What the task requires: Rewrite everything from the row containing "Could you point out every instance of the yellow measuring" down to the final row, keeping the requests as they are and shifting every x and y coordinate in the answers up by 39.

[START OF Dataset records]

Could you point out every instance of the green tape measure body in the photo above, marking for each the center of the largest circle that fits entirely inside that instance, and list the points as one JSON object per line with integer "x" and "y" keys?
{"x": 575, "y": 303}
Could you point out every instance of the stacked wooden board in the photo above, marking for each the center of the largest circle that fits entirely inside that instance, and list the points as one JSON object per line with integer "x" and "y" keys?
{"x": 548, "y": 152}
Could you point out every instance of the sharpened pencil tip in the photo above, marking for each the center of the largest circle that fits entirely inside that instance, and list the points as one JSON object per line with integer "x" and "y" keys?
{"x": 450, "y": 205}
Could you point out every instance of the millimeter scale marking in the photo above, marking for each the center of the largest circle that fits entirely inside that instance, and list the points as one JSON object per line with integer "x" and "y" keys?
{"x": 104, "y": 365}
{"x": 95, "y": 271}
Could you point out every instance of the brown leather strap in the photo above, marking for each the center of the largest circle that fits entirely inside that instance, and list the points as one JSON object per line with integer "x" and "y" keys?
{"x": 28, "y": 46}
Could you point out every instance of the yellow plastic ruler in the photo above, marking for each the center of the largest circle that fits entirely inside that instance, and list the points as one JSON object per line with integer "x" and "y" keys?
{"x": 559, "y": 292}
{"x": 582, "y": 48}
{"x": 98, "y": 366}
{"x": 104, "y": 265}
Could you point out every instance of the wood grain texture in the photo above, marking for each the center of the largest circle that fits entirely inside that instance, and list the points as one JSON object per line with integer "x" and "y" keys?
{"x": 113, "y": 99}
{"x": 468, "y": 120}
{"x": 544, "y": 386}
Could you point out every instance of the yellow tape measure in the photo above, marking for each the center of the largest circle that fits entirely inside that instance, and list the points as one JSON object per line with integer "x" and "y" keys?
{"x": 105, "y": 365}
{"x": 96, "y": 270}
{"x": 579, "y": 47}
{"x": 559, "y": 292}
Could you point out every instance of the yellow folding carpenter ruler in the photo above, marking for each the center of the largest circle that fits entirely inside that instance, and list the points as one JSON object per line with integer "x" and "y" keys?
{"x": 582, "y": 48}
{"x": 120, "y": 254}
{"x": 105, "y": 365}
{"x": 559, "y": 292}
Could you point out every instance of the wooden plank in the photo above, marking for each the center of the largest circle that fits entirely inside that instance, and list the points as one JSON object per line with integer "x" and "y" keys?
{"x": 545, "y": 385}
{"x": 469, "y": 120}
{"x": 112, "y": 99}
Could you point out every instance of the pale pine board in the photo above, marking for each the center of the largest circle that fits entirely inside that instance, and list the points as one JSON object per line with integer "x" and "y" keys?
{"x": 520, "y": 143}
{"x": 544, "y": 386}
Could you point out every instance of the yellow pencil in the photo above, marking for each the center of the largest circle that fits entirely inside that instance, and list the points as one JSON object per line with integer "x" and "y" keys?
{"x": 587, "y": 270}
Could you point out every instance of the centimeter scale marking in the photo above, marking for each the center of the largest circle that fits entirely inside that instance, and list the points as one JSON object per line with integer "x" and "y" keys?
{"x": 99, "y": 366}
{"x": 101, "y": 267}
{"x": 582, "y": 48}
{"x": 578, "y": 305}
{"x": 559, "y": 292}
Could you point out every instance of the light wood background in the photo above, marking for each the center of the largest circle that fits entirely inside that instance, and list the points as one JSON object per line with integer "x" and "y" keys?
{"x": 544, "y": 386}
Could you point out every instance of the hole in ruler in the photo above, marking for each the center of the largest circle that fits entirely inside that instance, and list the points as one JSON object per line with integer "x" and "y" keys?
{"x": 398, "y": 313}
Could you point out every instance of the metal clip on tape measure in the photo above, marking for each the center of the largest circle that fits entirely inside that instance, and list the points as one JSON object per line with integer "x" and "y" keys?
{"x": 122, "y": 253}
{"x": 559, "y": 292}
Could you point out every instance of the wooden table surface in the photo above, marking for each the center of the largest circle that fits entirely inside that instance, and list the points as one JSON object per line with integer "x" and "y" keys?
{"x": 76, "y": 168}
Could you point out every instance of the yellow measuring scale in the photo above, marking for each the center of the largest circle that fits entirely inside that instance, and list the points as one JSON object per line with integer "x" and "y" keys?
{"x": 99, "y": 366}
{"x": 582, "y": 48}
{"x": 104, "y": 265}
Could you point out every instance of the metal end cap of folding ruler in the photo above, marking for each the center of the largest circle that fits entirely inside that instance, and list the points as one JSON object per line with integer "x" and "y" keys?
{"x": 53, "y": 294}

[END OF Dataset records]

Expected output:
Could you point out every instance of the yellow measuring scale in the photo above, marking for each the center of the largest circle that fits entirely inside that instance, and list the points as one JSON object per line with integer "x" and "y" keys?
{"x": 138, "y": 405}
{"x": 621, "y": 87}
{"x": 143, "y": 304}
Could you point out every instance of the metal end cap of folding ruler in the photo above, marking for each the center of the largest circle that fits entirely inside that instance, and list the points as one JSON object per line with integer "x" and "y" keys?
{"x": 92, "y": 333}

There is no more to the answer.